• _Exercise aim_
Would you please write out each of the entries below exactly, omitting pictures?

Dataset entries
[Start of Attachment]

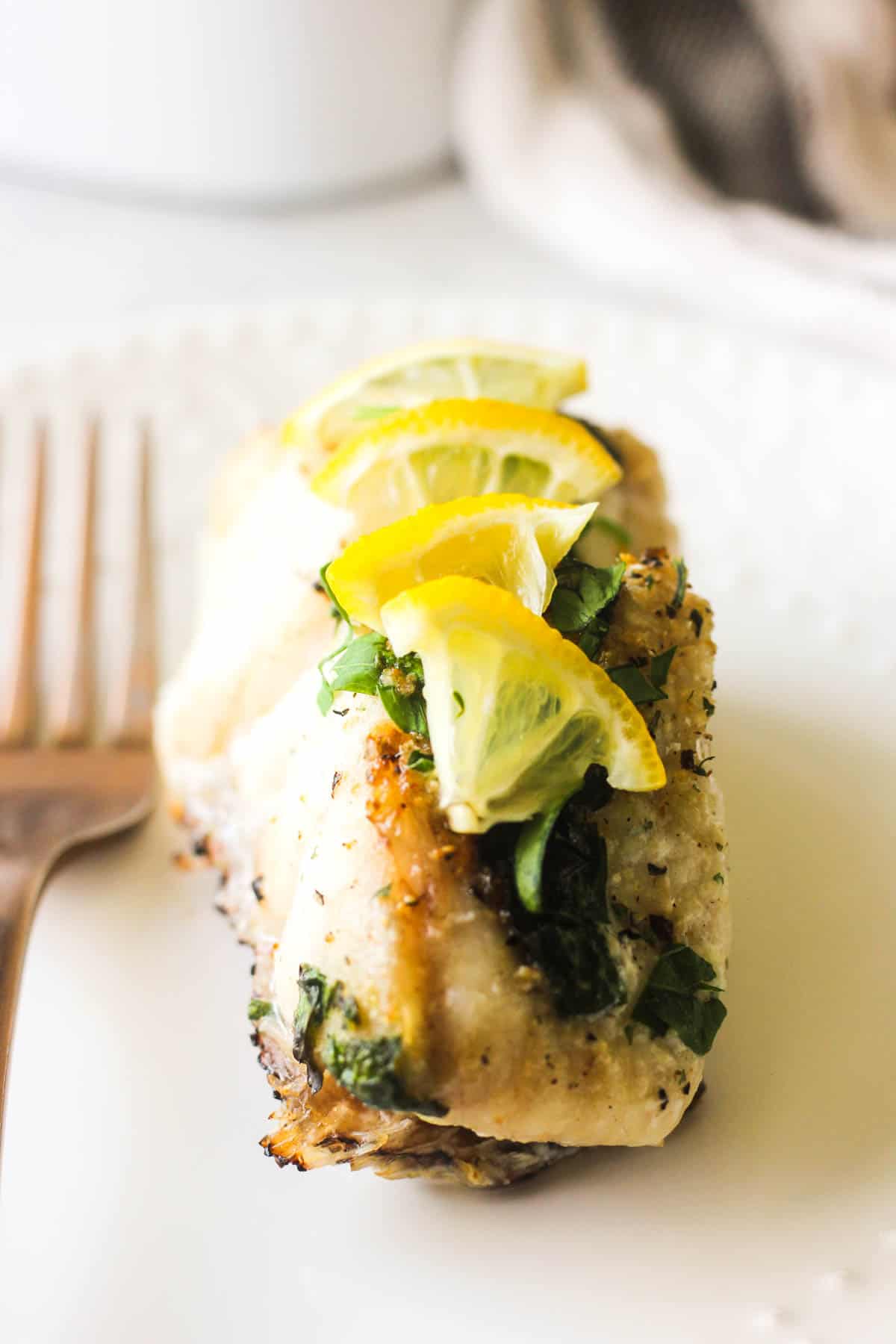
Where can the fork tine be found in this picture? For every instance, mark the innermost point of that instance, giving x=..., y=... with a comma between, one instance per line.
x=72, y=707
x=19, y=702
x=131, y=724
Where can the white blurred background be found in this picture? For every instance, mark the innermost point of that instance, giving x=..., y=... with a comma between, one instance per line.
x=727, y=156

[End of Attachment]

• _Expected output_
Where can the fork tine be found in this picture? For every instance, mark the innermost point of that instance, giving x=..., y=... with a comma between, one instance per line.
x=72, y=707
x=19, y=702
x=131, y=724
Where can the white blurred background be found in this picture? For every instance, mark the innermost point of that instance, giving x=..., y=... with a comma between, one instance per line.
x=727, y=156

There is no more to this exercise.